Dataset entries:
= = = =

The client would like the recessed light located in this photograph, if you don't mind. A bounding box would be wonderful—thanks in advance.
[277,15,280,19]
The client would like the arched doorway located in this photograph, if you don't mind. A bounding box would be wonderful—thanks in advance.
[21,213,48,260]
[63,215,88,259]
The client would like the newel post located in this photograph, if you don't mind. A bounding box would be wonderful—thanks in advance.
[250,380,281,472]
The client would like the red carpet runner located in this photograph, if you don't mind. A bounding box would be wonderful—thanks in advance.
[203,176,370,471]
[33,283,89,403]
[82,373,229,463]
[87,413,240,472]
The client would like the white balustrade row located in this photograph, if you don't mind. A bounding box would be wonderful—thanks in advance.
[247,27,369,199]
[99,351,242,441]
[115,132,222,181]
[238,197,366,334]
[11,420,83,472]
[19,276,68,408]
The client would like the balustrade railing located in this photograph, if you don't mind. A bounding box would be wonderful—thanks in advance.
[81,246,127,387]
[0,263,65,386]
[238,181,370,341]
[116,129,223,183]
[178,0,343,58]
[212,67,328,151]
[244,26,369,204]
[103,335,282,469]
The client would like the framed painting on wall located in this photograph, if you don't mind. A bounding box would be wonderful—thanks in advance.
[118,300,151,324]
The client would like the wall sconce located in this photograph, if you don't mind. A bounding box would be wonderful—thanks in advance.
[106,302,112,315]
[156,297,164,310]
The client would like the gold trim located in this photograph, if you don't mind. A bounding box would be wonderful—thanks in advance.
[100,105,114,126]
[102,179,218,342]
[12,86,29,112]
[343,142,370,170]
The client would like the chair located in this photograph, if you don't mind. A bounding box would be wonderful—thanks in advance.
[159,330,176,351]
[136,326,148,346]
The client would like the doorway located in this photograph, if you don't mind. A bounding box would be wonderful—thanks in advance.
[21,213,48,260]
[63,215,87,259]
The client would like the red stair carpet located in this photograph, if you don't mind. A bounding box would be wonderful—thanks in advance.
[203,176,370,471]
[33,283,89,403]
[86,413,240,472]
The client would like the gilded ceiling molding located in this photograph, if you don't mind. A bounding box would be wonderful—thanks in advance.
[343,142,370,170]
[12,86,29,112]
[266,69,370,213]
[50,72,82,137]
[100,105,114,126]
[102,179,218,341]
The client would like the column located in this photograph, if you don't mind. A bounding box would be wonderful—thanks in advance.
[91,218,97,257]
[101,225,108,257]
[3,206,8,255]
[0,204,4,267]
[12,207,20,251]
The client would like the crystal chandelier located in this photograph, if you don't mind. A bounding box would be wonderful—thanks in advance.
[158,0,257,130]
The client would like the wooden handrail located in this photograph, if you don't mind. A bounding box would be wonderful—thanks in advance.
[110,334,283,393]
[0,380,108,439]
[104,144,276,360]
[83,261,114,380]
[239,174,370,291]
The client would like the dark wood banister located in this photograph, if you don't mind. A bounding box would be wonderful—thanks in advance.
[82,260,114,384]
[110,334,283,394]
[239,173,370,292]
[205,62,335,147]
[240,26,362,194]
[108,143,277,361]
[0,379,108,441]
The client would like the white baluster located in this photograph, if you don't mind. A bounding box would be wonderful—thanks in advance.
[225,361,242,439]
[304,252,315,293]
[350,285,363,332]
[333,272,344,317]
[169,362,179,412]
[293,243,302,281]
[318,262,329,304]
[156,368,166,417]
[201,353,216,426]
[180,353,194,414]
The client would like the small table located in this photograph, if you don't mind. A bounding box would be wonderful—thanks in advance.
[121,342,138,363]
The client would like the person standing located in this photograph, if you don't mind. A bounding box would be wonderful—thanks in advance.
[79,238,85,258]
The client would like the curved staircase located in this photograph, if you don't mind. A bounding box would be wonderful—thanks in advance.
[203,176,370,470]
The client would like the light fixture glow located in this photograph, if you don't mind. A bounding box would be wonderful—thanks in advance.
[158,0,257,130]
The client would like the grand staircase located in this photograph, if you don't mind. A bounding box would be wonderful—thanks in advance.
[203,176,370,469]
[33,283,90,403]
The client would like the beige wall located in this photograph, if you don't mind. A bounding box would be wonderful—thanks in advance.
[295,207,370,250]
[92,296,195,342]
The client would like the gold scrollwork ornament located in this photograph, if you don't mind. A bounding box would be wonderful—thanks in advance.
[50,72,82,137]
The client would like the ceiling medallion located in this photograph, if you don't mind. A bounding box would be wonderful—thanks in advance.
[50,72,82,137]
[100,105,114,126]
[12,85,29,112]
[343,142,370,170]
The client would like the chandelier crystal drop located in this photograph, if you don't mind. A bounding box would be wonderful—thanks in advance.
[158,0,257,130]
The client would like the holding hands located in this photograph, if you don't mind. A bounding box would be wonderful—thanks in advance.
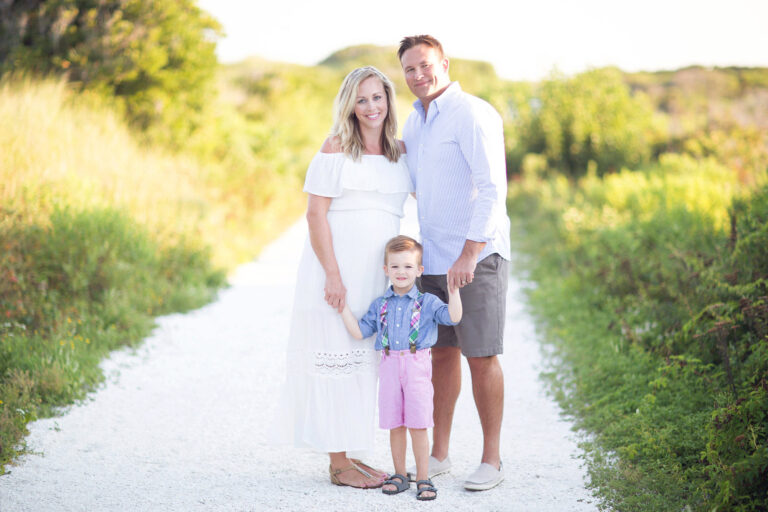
[447,253,475,292]
[325,272,347,313]
[447,240,484,291]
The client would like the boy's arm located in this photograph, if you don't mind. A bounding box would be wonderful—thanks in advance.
[340,304,364,340]
[447,284,463,323]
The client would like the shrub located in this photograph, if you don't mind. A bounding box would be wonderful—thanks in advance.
[508,158,768,510]
[0,0,221,147]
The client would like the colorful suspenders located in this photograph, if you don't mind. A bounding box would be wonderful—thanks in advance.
[379,292,423,355]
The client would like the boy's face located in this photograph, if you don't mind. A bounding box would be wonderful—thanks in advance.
[384,250,424,294]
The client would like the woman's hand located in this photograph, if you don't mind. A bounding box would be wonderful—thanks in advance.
[324,272,347,312]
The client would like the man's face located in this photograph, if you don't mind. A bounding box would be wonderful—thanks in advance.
[400,44,449,102]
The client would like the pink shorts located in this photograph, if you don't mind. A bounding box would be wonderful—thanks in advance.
[378,348,434,430]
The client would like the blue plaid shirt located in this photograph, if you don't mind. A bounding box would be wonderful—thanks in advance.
[358,285,456,351]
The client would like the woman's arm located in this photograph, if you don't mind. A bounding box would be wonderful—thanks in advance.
[306,193,346,312]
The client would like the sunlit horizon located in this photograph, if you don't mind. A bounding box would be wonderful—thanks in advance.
[198,0,768,81]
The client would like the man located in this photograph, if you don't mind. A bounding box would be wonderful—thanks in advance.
[399,34,511,491]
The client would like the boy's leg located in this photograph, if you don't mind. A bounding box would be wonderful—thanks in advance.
[383,427,408,493]
[410,428,435,499]
[409,428,430,480]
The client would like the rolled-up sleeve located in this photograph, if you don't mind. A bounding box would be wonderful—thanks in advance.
[426,295,458,327]
[358,299,380,339]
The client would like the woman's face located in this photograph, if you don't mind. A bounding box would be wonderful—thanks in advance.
[353,76,388,131]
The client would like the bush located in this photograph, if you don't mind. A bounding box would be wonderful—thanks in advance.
[0,0,221,147]
[0,206,224,468]
[508,68,667,177]
[509,159,768,510]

= = = =

[TASK DETAILS]
Print every entry verbatim and leave all pictures out.

[TASK OUTPUT]
The client would like the recessed light located in this photograph, if you don't mind. A bounding box would be wonderful—thanks in advance.
[277,15,280,19]
The client would like the arched doorway located in this photograph, if you don't mind. A bounding box would be wonderful—thanks in advance.
[21,213,48,260]
[63,215,88,259]
The client would like the newel post located in this photograph, if you don't mind. A bounding box would be wonderful—thanks in advance.
[250,380,281,472]
The client would like the red carpet runner located in this photograph, if you don't mind. A bounding box would be wonderful—thanks in advance.
[203,176,370,471]
[33,283,89,403]
[82,373,229,463]
[87,413,240,472]
The client would like the white balustrade row located in this photograph, if you don't mind. A bounding box would be wonderful—thanks in advance.
[247,27,369,199]
[99,351,242,441]
[115,132,222,181]
[238,197,366,334]
[11,420,83,472]
[19,276,68,408]
The client would like the balustrade railing located in this photograph, if you don't mind. A bounding box would be wonderful—thanks in advance.
[81,246,127,387]
[0,263,65,386]
[238,181,370,341]
[116,129,223,183]
[178,0,343,58]
[212,67,328,151]
[244,26,369,204]
[103,335,282,469]
The client would like the framed painting on wall located in this photograph, if you don't mind. A bounding box would be wonderful—thanks in advance.
[118,300,151,324]
The client would like the wall sconce located in this photograph, if you don't mind. A bounding box would be wonderful—thanks in advance.
[106,302,112,315]
[156,297,164,310]
The client would like the gold trim located in this photograph, if you don't mind. A bounding box would be wonderful—thanks in advance.
[100,105,114,126]
[102,179,218,342]
[12,86,29,112]
[343,142,370,170]
The client would like the chair located in this photograph, if you don't mind. A bounding box would be wonderful—thanks in advance.
[159,330,176,351]
[136,326,148,346]
The client would like the doorway located in this photograph, if you don't mind. A bounding box would be wonderful—thanks in advance.
[21,213,48,260]
[63,215,87,259]
The client would like the red stair carpet located in this photograph, if you don't mind. A bounding box would be wonderful—thanks in advance.
[203,176,370,471]
[33,283,89,403]
[86,413,240,472]
The client would like the gilded ceiling molding located in this photograph, if you don't mind. A bounding box would be wonderful—thanks in advance.
[343,142,370,170]
[12,86,29,112]
[266,69,370,213]
[50,72,82,137]
[100,105,114,126]
[102,179,218,341]
The client would like the column located in this photograph, if you don't mind. A bounding box would be wonderful—thanks in advance.
[91,218,97,257]
[101,225,108,257]
[3,206,8,255]
[0,204,4,267]
[12,207,20,251]
The client would like the crystal chandelier located in this photograph, if you don't mind. A bounding box would be wonderful—thanks in advance.
[158,0,257,130]
The client would like the wooden handrail located in this photograph, if you don't mind. A bounding box would be wonderful—thanks in advance.
[110,334,283,393]
[0,380,108,439]
[104,144,276,360]
[83,261,114,380]
[239,174,370,291]
The client would like the dark wood banister located in this photograph, if you don't mind. A bounding box would be wonderful—thanks in advance.
[82,260,114,384]
[110,334,283,394]
[239,173,370,292]
[205,62,335,147]
[240,26,362,194]
[108,143,277,361]
[0,379,108,441]
The client would like the white baluster located in this photograph, if you don't mind. A bounding box would be wonderful—thanks in advance.
[225,361,242,439]
[304,252,315,293]
[350,285,363,332]
[333,272,344,317]
[169,362,179,412]
[293,243,302,281]
[318,262,329,304]
[156,368,166,417]
[201,353,216,426]
[180,353,194,414]
The client would like the small table located in this photograph, if you don't mind. A bounding box would be wonderful—thanks in advance.
[121,342,138,363]
The client would like the person standing located in this photograph, if you don't mind. A bounding box would be wonderful—thanks in advance.
[79,238,85,258]
The client would like the curved staircase located in this photograph, if you don't mind. A bounding box would be wonderful—thanks in advance.
[203,176,370,470]
The client would like the light fixture glow located in this photograph, if you don't mind. A bounding box would be wonderful—thanks in advance.
[158,0,257,130]
The client would like the grand staircase located in this photograph, if you don't mind. A bounding box would be wonderful—thanks in advance.
[203,176,370,469]
[33,283,90,403]
The client would like the beige wall located in this photograph, if you don't mind. A bounding box would be wonderful—thanks in advance.
[295,207,370,250]
[92,296,195,342]
The client would like the gold scrollwork ornament located in this photograph, if you don't mind. A bounding box would be wonderful—thanks in advance.
[50,72,82,137]
The client would like the ceiling medallion located in this photograph, if you don't mind. A bounding box would be wonderful—thanks in advance.
[50,72,82,137]
[100,105,114,126]
[12,85,29,112]
[343,142,370,170]
The client would like the chandelier crystal drop located in this photograph, if you don't mind. A bounding box would be wonderful—thanks in advance.
[158,0,257,130]
The client would like the holding hands located in this photograph, if you don't mind. A bounding box would be wonderful—thanks in advance.
[447,253,475,292]
[325,272,347,313]
[447,240,484,291]
The client would like the boy's arm located in this photograph, if you don't mind. A bounding box would be wonderful—thanks in advance.
[340,304,364,340]
[447,284,463,323]
The client would like the shrub located in this photograph, if you don't mind. A bounding box would be wonderful—thanks in advance.
[508,158,768,510]
[0,0,221,147]
The client would like the colorful suspenders located in this photograph, if you don't mind. A bounding box would be wonderful—thanks in advance.
[379,292,423,355]
The client would like the boy's face located in this photograph, if you don't mind. A bounding box would be wonderful—thanks in advance.
[384,250,424,294]
The client would like the woman's hand located in this photograph, if you don't mind. A bounding box would be wonderful—thanks in advance.
[324,272,347,312]
The client would like the man's face located in this photograph, if you don't mind. A bounding box would be wonderful—thanks in advance.
[400,44,449,102]
The client would like the pink shorts located in this photograph, if you don't mind. A bounding box would be wonderful—thanks in advance.
[378,348,434,430]
The client would like the blue plaid shirt located in this photograph, if you don't mind. A bounding box would be wonderful—thanks in advance.
[358,285,456,351]
The client would like the woman's arm located in this photograph, if you don't mind. A bounding box would be wonderful—thanks in advance.
[306,193,346,312]
The client would like the sunlit horizon located in this photograph, if you don't mind. A bounding box would be wonderful—thanks in advance.
[198,0,768,81]
The client would like the man located in this photograph, if you don't mind. A bounding box would be wonderful—thanks in advance.
[399,34,511,491]
The client would like the boy's leg located in this photograph, if you don't mind. A bounding box would be wonderful—thanks in advance.
[383,427,408,493]
[410,428,435,499]
[409,428,430,480]
The client would like the rolled-up sleeve located in this photograph, if you don't mind. A bounding box would be wonderful—thanks in advance.
[426,295,458,327]
[358,299,380,339]
The client would like the woman's face located in this photograph, if you don't mind. A bounding box would be wonderful—thanks in advance.
[353,76,388,131]
The client would like the bush located in this photograph, if you don't mind. A bounding box would be wonderful—thanks in advance.
[0,0,221,147]
[0,206,224,468]
[508,68,667,177]
[509,159,768,510]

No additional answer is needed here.